Try it —
Produce a word-for-word copy of the listing below without its pictures.

───

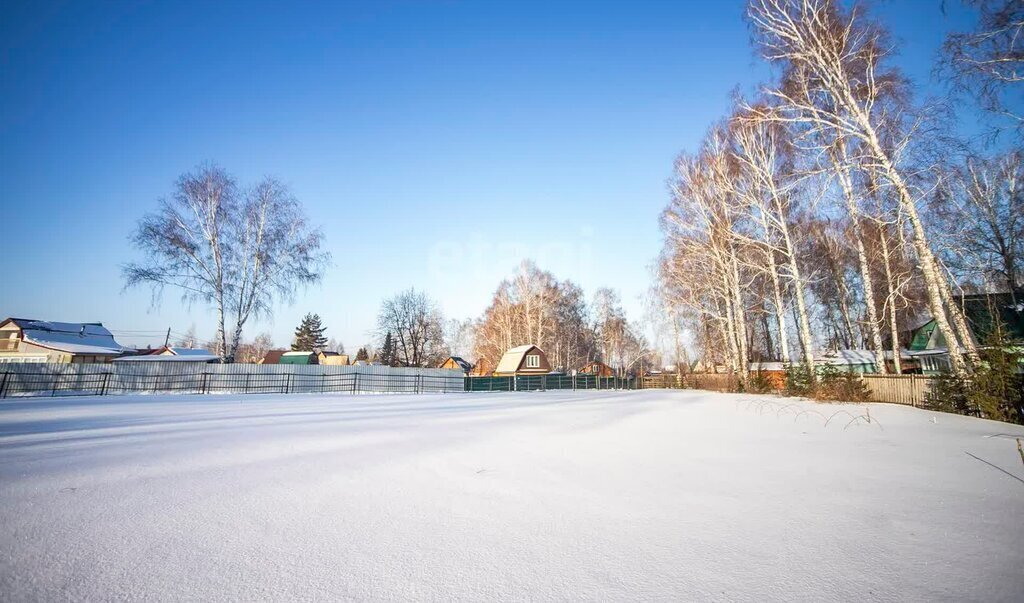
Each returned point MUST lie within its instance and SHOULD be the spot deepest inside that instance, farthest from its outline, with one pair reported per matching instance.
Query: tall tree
(417, 328)
(836, 79)
(237, 251)
(988, 62)
(309, 335)
(386, 355)
(980, 211)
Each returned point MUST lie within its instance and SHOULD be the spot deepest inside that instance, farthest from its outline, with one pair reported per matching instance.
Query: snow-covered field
(597, 496)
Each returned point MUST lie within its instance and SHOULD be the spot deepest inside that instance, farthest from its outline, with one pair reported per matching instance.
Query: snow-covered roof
(513, 358)
(463, 363)
(184, 351)
(75, 338)
(208, 357)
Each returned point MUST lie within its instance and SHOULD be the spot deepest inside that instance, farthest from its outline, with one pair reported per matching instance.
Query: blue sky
(437, 143)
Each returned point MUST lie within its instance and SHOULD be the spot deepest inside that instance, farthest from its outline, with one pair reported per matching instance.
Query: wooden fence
(898, 389)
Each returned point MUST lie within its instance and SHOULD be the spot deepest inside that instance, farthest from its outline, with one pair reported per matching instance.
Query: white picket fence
(54, 379)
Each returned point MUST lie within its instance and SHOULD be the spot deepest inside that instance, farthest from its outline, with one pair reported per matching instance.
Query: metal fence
(548, 382)
(55, 380)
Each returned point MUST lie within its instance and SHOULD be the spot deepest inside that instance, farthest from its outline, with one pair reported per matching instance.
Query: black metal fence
(548, 382)
(46, 380)
(70, 380)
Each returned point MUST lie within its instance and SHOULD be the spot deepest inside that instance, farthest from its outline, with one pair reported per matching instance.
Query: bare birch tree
(237, 251)
(836, 79)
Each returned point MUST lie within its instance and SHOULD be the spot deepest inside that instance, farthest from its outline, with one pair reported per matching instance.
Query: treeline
(531, 307)
(832, 211)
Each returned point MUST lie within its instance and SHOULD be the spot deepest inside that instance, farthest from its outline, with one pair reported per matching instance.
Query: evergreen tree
(309, 335)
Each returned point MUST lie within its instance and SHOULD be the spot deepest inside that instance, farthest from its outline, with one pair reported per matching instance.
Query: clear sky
(437, 143)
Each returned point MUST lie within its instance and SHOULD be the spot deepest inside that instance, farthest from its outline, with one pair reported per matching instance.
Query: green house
(983, 312)
(298, 358)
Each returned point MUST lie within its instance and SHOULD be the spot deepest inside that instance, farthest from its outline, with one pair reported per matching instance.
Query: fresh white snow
(583, 496)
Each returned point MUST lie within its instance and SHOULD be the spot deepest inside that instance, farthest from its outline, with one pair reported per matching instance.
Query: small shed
(299, 357)
(332, 358)
(598, 369)
(524, 359)
(457, 363)
(272, 357)
(172, 354)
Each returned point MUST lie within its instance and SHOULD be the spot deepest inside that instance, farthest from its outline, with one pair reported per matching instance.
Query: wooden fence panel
(898, 389)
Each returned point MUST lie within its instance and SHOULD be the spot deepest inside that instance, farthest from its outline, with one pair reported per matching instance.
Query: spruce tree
(309, 335)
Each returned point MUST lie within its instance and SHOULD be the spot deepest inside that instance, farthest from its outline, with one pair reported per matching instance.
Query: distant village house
(27, 340)
(525, 359)
(457, 363)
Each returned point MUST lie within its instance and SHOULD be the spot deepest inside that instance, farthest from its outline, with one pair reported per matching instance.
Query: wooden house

───

Answer section —
Each returned point MUST lie within its instance and SHOULD be the spot deepest inside that instance, farthest from its outline, with one pair reported per matching instance.
Query: tall tree
(417, 328)
(836, 79)
(237, 251)
(988, 62)
(309, 335)
(386, 355)
(980, 211)
Each returned point MUST lie within its instance and SHOULD be the spot deepest inside that instance, farthest from its outline, with one pair reported per matching instance.
Query: snow-covered field
(597, 496)
Each returned point MUST lie within its instance and SHOULD be the spot deepest inside that instance, farthest from its outline, with one pair reported per matching instance.
Query: snow-covered roof
(513, 358)
(463, 363)
(184, 351)
(75, 338)
(208, 357)
Each returned point MUST lie within its instance and SHOULD be the spot deepest inside that instance, farthest from its outline, with one pair reported per matching instance.
Query: blue sky
(437, 143)
Each returned point MUST lie within its instance and SHOULD be the spot deepest inside that instance, farthest from its outline, with one pair reported per matching instance.
Query: wooden fence
(898, 389)
Each returned point MUST lie within its instance and SHOULD be the spot deepest inside that instance, farthest from its outline, with one pair reported per matching instance.
Query: white picket fence
(54, 379)
Each returned point MUST lie within its instance and SHOULD be the spot deepest inside that instance, farthest from its outline, with one pair reported per matching instance.
Query: metal fence
(548, 382)
(55, 380)
Each returned point MUST lie within its instance and SHOULD be the spot deepest inside that instance, farthest from its outline, with one pair reported per matching instance.
Query: black metal fence
(548, 382)
(46, 380)
(70, 380)
Each returned point MUST lie within its instance and SHOULD be the spot deepest inside that instance, farthest from its outline, with one pair reported per matching instance.
Query: bare birch tree
(237, 251)
(836, 79)
Each returned point MUST lie within its instance and SHOULD be the spot deepest inside that instance, farthest from its outline, with one pair reported per matching instance.
Query: treeline
(531, 307)
(832, 211)
Each returned point MUST lie within its instance and SHOULD be the spot deepest inside that instance, farthest from its outline, with one pair reported per matching instance.
Query: evergreen tree
(309, 335)
Each returned point MUST lie within its instance and SHOULD be the spot deepest inside that instance, farthest from its outline, with one pair reported per matching instance.
Query: clear sky
(437, 143)
Each returned point MUST lie within its instance and SHOULD be the spot deepest inside that instance, farthest from its outline, with one pair reported per matching instance.
Query: green house
(983, 312)
(298, 358)
Each returned point MUST lie within its instance and SHOULD be the spot deepest inside that instance, farthest from its outline, with one pair reported per matching instance.
Query: fresh white snow
(583, 496)
Each returned point MUST lie within its instance and SHOULD be the spot deepest inside that instance, farthest from its outline, with one pair reported per matching instance.
Query: small shed
(299, 357)
(332, 358)
(598, 369)
(524, 359)
(457, 363)
(272, 357)
(172, 354)
Each returned point MUST lie within its instance and SHOULD be the spot deepest inside that instance, farthest from its outline, with one pair reported per matching instance.
Query: wooden fence panel
(898, 389)
Each returned point MUST lie within its instance and SHOULD be the spot deepest inside that instance, farthest from its outline, with one pair reported per matching instance.
Query: spruce tree
(309, 335)
Each returned point MUST lie within its instance and SHOULD be the spot deepest inside that instance, farthest from its outline, with one pair reported per matching instance.
Query: distant village house
(27, 340)
(525, 359)
(457, 363)
Each returned point MUST lie within its instance and SHOULD be the spot deepest inside that instance, farthest from its outline, with one pair reported per matching instance.
Query: wooden house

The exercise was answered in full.